## START SELECTED EXTRACT

10. Representations,
Warranties, and
Covenants.
(a) Representations of the
Trading Advisor. The Trading Advisor
represents and warrants that:
(i) It will exercise
good faith and due care in trading on
behalf of the Partnership pursuant to
the trading program described in the
Prospectus or any other trading programs
agreed to by the General Partner.
(ii) All information
furnished or to be furnished in writing
to the General Partner by the Trading
Advisor relating to the Trading Advisor
or its trading is or will be accurate
and complete in all material respects.
(iii) The Trading
Advisor has reviewed the information
concerning the Trading Advisor set forth
in the Registration Statement and
Prospectus and such information is
accurate in all material respects;
provided, however, that, with respect to
the hypothetical pro forma table and
notes thereto relating to the
Trading Advisor contained in the
Registration Statement and Prospectus,
the only representation being made is
that the numerical and other information
furnished to the Partnership for
purposes of the General Partner's
preparation of such table and notes is
accurate in all material respects.
(iv) The Trading
Advisor shall follow, at all times, the
Trading Policies of the Partnership (as
described in the Prospectus) and as
amended from time to time with the
consent of the Trading Advisor, which
consent shall not be unreasonably
withheld.
(v) The Trading
Advisor shall trade the Partnership's
Net Assets: (A) pursuant to the same
trading program described herein and in
the Prospectus and (B) only in futures
and option contracts traded on U.S.
contract markets, foreign currency
forward contracts traded with DWR, and
such other commodity interests which are
approved in writing by the General
Partner.
(b) Covenants of the Trading
Advisor. The Trading Advisor covenants
and agrees that:
(i) The Trading
Advisor shall use its best efforts to
maintain all registrations and
memberships necessary for the Trading
Advisor to continue to act as described
herein and to at all times comply in all
material respects with all applicable
laws, rules, and regulations, to the
extent that the failure to so comply
would have a materially adverse effect
on the Trading Advisor's ability to act
as described herein.
(ii) The Trading
Advisor shall inform the General Partner
immediately as soon as the Trading
Advisor or any of its principals
described in the Prospectus becomes the
subject of any investigation, claim, or
proceeding of any exchange,
commission, court or regulatory
authority or becomes a named party to
any litigation materially affecting the
business of the Trading Advisor. The
Trading Advisor shall also inform the
General Partner immediately if the
Trading Advisor or any of its officers
becomes aware of any breach of this
Agreement by the Trading Advisor.

## END SELECTED EXTRACT

TASK STATEMENT: Transcribe the part of the Trading Advisor agreement excerpt above that opens with the words "(iv) The Trading" and closes with "traded on U.S.".

## START DATA

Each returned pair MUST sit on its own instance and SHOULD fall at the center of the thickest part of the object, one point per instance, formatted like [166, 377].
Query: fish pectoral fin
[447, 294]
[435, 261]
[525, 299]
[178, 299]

## END DATA

REPLY TO THE EXERCISE:
(iv) The Trading
Advisor shall follow, at all times, the
Trading Policies of the Partnership (as
described in the Prospectus) and as
amended from time to time with the
consent of the Trading Advisor, which
consent shall not be unreasonably
withheld.
(v) The Trading
Advisor shall trade the Partnership's
Net Assets: (A) pursuant to the same
trading program described herein and in
the Prospectus and (B) only in futures
and option contracts traded on U.S.